What the task asks. Return every line below exactly as written.

=== Section Start ===

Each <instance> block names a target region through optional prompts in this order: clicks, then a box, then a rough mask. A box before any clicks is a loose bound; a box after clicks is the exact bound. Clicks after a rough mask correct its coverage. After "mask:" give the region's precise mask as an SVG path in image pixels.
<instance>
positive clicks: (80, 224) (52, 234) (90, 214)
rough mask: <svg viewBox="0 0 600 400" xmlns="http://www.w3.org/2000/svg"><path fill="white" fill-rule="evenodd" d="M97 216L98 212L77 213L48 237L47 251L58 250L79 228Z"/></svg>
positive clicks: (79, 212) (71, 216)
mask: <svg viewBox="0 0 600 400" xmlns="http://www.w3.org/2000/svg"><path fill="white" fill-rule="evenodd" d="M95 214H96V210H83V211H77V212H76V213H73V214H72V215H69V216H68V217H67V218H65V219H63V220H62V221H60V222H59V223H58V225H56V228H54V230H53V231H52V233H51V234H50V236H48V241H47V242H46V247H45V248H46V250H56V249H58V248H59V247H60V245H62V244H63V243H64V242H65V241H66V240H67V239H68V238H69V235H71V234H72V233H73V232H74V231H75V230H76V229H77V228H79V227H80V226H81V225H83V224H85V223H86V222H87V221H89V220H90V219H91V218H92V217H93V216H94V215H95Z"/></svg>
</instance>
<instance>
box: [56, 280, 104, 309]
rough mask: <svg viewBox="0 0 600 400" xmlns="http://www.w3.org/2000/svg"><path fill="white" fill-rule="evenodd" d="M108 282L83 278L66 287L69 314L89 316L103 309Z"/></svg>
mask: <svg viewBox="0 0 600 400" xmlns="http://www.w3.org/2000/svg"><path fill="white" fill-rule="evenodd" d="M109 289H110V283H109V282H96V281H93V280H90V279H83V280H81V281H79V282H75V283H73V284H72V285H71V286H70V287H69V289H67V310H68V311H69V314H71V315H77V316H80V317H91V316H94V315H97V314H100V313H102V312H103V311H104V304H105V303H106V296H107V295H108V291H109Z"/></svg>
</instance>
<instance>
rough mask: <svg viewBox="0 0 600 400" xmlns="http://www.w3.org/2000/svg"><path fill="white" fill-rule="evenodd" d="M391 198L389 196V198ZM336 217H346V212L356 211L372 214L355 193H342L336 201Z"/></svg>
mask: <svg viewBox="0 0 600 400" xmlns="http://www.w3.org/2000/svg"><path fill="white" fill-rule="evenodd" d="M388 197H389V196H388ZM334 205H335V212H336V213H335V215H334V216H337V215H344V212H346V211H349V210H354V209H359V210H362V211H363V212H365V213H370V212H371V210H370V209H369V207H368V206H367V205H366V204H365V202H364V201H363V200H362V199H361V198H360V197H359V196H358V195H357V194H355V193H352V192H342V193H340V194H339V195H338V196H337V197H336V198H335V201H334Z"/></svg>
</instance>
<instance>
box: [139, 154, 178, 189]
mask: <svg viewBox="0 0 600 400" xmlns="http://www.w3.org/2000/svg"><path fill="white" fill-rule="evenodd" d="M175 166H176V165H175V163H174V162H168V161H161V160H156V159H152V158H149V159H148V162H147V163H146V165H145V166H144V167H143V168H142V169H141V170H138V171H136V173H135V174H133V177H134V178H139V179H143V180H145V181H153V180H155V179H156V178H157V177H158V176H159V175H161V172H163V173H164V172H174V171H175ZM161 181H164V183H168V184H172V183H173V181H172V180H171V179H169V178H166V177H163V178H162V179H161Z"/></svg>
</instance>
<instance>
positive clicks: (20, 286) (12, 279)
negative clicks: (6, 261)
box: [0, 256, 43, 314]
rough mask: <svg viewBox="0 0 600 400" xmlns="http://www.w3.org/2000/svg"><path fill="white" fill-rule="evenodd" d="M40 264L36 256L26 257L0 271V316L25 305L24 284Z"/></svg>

=== Section End ===

Written answer.
Each <instance> block names a target region through optional prompts in this order: clicks, then a box, then a rough mask. A box before any clicks is a loose bound; a box after clicks is the exact bound. Clicks after a rough mask correct its coverage. After "mask:" give the region's precise mask as an SVG path in image pixels.
<instance>
positive clicks: (80, 224) (52, 234) (90, 214)
rough mask: <svg viewBox="0 0 600 400" xmlns="http://www.w3.org/2000/svg"><path fill="white" fill-rule="evenodd" d="M97 216L98 212L77 213L48 237L47 251L58 250L79 228Z"/></svg>
positive clicks: (79, 212) (71, 216)
mask: <svg viewBox="0 0 600 400" xmlns="http://www.w3.org/2000/svg"><path fill="white" fill-rule="evenodd" d="M95 214H96V210H83V211H77V212H76V213H73V214H72V215H69V216H68V217H67V218H65V219H63V220H62V221H60V222H59V223H58V225H56V228H54V230H53V231H52V233H51V234H50V236H48V241H47V242H46V247H45V248H46V250H56V249H58V248H59V247H60V245H62V244H63V243H64V242H65V241H66V240H67V239H68V238H69V235H71V234H72V233H73V232H74V231H75V230H76V229H77V228H79V227H80V226H81V225H83V224H85V223H86V222H87V221H89V220H90V219H91V218H92V217H93V216H94V215H95Z"/></svg>
</instance>
<instance>
box: [56, 280, 104, 309]
rough mask: <svg viewBox="0 0 600 400" xmlns="http://www.w3.org/2000/svg"><path fill="white" fill-rule="evenodd" d="M108 282L83 278L66 287L69 314L89 316L103 309Z"/></svg>
mask: <svg viewBox="0 0 600 400" xmlns="http://www.w3.org/2000/svg"><path fill="white" fill-rule="evenodd" d="M109 289H110V283H109V282H96V281H93V280H90V279H83V280H81V281H79V282H75V283H73V284H72V285H71V286H70V287H69V289H67V310H68V311H69V314H71V315H77V316H80V317H91V316H94V315H97V314H100V313H102V312H103V311H104V304H105V303H106V296H107V295H108V291H109Z"/></svg>
</instance>
<instance>
rough mask: <svg viewBox="0 0 600 400" xmlns="http://www.w3.org/2000/svg"><path fill="white" fill-rule="evenodd" d="M391 198L389 196V198ZM336 217H346V212L356 211L372 214L355 193H342L336 201Z"/></svg>
mask: <svg viewBox="0 0 600 400" xmlns="http://www.w3.org/2000/svg"><path fill="white" fill-rule="evenodd" d="M388 197H389V196H388ZM334 205H335V212H336V213H335V215H334V216H337V215H344V212H346V211H349V210H354V209H359V210H362V211H363V212H365V213H370V212H371V210H370V209H369V207H368V206H367V205H366V204H365V202H364V201H363V200H362V199H361V198H360V197H359V196H358V195H357V194H355V193H352V192H342V193H340V194H339V195H338V196H337V197H336V198H335V201H334Z"/></svg>
</instance>
<instance>
box: [139, 154, 178, 189]
mask: <svg viewBox="0 0 600 400" xmlns="http://www.w3.org/2000/svg"><path fill="white" fill-rule="evenodd" d="M175 166H176V165H175V163H174V162H168V161H161V160H156V159H152V158H149V159H148V162H147V163H146V165H145V166H144V167H143V168H142V169H141V170H138V171H136V173H135V174H133V177H134V178H139V179H143V180H145V181H153V180H155V179H156V178H157V177H158V176H159V175H161V172H163V173H164V172H174V171H175ZM161 181H164V183H168V184H172V183H173V181H172V180H171V179H169V178H166V177H163V178H162V179H161Z"/></svg>
</instance>
<instance>
positive clicks: (20, 286) (12, 279)
negative clicks: (6, 261)
box: [0, 256, 43, 314]
rough mask: <svg viewBox="0 0 600 400" xmlns="http://www.w3.org/2000/svg"><path fill="white" fill-rule="evenodd" d="M40 264L36 256L26 257L0 271V316L25 305L24 284Z"/></svg>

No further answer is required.